Once again, anthropologists have proven something that
advertising executives already know about the dynamics of
male/female interaction

Specifically, that a pretty face compels men to spend their
money!

A recent Canadian study reveals that after seeing pictures of
attractive women (as determined by a popular Website that rates
people’s attractiveness), male subjects were more likely to want
an immediate monetary payoff – rather than wait for a 31%
greater payday just one week later. Pictures of fancy cars and
other enticements did NOT spur men to want to cash in
immediately – only the pretty girls. The reason, according to
the study’s authors, is that money in the hand signifies the
ability to impress and woo women in the here and now, tomorrow
be damned.

• [WORK TASK 1]: In the passage about the Canadian study, how much larger was the payday that male subjects would get by waiting one week?
• [WORK TASK 2]: List every kind of picture that the passage about the Canadian study says was shown to the male subjects.
• [WORK TASK 3]: Resume the passage about attractive faces and men's spending, starting right after its last sentence.
The rows that come next have no connection to the text about the Canadian study.

• [DATA EXCERPTS]:
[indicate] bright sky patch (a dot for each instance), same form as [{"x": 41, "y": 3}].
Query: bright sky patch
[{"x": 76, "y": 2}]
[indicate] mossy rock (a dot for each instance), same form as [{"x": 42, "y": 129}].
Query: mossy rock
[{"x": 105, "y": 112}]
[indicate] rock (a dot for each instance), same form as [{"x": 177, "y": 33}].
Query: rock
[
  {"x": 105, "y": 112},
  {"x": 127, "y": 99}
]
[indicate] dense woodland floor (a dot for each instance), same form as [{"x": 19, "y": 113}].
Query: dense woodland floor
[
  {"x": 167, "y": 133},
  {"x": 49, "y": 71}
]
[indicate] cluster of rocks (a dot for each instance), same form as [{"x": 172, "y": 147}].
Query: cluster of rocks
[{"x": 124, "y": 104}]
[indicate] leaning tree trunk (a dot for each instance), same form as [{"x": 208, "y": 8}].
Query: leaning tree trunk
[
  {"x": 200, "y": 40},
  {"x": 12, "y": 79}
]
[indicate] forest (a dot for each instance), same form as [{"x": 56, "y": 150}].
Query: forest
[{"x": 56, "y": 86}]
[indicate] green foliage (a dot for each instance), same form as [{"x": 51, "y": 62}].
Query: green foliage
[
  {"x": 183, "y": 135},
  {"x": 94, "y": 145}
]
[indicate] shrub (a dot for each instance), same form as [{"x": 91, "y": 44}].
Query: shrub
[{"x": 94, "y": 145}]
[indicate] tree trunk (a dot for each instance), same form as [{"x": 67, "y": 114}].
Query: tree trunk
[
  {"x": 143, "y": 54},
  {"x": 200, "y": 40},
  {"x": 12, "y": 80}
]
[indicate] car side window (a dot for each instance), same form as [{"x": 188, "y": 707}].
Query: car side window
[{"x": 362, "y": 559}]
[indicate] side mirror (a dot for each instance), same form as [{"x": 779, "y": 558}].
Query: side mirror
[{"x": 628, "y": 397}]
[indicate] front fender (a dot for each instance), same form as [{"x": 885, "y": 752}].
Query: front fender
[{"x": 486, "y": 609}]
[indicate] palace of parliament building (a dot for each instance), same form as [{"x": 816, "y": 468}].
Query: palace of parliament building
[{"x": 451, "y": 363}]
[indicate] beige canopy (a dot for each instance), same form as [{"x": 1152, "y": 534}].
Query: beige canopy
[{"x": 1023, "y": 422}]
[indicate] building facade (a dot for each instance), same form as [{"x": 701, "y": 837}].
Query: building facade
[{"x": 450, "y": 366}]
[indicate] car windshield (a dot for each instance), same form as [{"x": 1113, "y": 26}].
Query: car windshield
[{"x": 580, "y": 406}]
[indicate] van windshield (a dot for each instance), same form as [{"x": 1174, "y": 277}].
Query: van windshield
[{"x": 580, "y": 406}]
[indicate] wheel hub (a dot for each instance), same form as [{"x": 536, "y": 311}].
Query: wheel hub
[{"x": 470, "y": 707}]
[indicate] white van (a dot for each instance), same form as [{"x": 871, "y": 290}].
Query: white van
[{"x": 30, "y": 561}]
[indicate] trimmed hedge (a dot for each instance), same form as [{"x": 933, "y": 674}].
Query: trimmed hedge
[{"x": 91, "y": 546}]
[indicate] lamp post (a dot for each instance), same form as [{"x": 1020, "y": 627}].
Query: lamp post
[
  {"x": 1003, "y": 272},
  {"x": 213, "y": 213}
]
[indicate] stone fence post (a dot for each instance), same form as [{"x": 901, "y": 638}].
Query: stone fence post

• [ANSWER AREA 1]: It was 31% greater.

• [ANSWER AREA 2]: Pictures of attractive women, pictures of fancy cars, and pictures of other enticements.

• [ANSWER AREA 3]:
Even though the prospect of getting nearly a third MORE money
just 7 days later makes eminently more sense from a financial
standpoint, it obviously equates on some subconscious level to
being too late to “get the girl.” Apparently, the bulk of men
must perceive that by next week, someone else with a full wallet
will have snatched her up already. Regrettably, this research
doesn’t prove what women want in a man (could any study pin this
down?), only what men THINK women are looking for in a mate

And as usual when it comes to the fairer sex, we’re probably
wrong.

Interestingly enough, none of the study’s female subjects
registered an increase in desire for immediate cash after
viewing pictures of male eye candy. Some might read this as
evidence that men are naturally SUPPOSED to pay for things
during a courtship, even in this age of the “liberated” woman.

I just think it means women are smarter with their money.